>> Begin RECORDS FOR THIS TASK
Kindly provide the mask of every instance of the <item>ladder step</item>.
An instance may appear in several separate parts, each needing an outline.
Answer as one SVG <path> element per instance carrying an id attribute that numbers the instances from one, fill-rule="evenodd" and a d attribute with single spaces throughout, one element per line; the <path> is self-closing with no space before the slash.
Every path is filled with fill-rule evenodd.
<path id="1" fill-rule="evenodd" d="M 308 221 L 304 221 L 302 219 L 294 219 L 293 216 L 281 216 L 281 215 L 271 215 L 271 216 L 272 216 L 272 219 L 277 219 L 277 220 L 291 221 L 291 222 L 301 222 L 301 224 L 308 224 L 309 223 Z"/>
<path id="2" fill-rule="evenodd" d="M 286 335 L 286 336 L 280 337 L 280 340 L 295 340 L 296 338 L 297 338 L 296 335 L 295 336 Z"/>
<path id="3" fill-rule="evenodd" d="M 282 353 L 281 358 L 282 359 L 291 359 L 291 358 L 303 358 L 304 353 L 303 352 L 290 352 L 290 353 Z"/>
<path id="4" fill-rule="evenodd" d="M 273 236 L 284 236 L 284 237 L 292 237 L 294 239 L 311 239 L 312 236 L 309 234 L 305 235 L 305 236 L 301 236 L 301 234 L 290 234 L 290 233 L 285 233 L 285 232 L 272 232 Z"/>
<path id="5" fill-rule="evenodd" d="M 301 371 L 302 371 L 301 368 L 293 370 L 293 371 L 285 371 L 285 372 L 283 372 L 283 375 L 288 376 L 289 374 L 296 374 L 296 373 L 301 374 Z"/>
>> End RECORDS FOR THIS TASK
Arrange these lines as a JSON list of strings, one string per line and blank lines omitted, covering all of the entries.

TASK SOLUTION:
[
  "Kindly provide the mask of every instance of the <item>ladder step</item>.",
  "An instance may appear in several separate parts, each needing an outline.",
  "Answer as one SVG <path> element per instance carrying an id attribute that numbers the instances from one, fill-rule=\"evenodd\" and a d attribute with single spaces throughout, one element per line; the <path> is self-closing with no space before the slash.",
  "Every path is filled with fill-rule evenodd.",
  "<path id=\"1\" fill-rule=\"evenodd\" d=\"M 308 221 L 304 221 L 302 219 L 294 219 L 293 216 L 281 216 L 281 215 L 271 215 L 271 216 L 272 216 L 272 219 L 277 219 L 277 220 L 291 221 L 291 222 L 301 222 L 301 224 L 308 224 L 309 223 Z\"/>",
  "<path id=\"2\" fill-rule=\"evenodd\" d=\"M 286 335 L 286 336 L 280 337 L 280 340 L 295 340 L 296 338 L 297 338 L 296 335 L 295 336 Z\"/>",
  "<path id=\"3\" fill-rule=\"evenodd\" d=\"M 282 353 L 281 358 L 282 359 L 291 359 L 291 358 L 303 358 L 304 353 L 303 352 L 290 352 L 290 353 Z\"/>",
  "<path id=\"4\" fill-rule=\"evenodd\" d=\"M 273 236 L 284 236 L 284 237 L 292 237 L 294 239 L 311 239 L 312 236 L 309 234 L 305 235 L 305 236 L 301 236 L 301 234 L 290 234 L 290 233 L 285 233 L 285 232 L 272 232 Z\"/>",
  "<path id=\"5\" fill-rule=\"evenodd\" d=\"M 301 371 L 302 371 L 301 368 L 293 370 L 293 371 L 285 371 L 285 372 L 283 372 L 283 375 L 288 376 L 289 374 L 296 374 L 296 373 L 301 374 Z\"/>"
]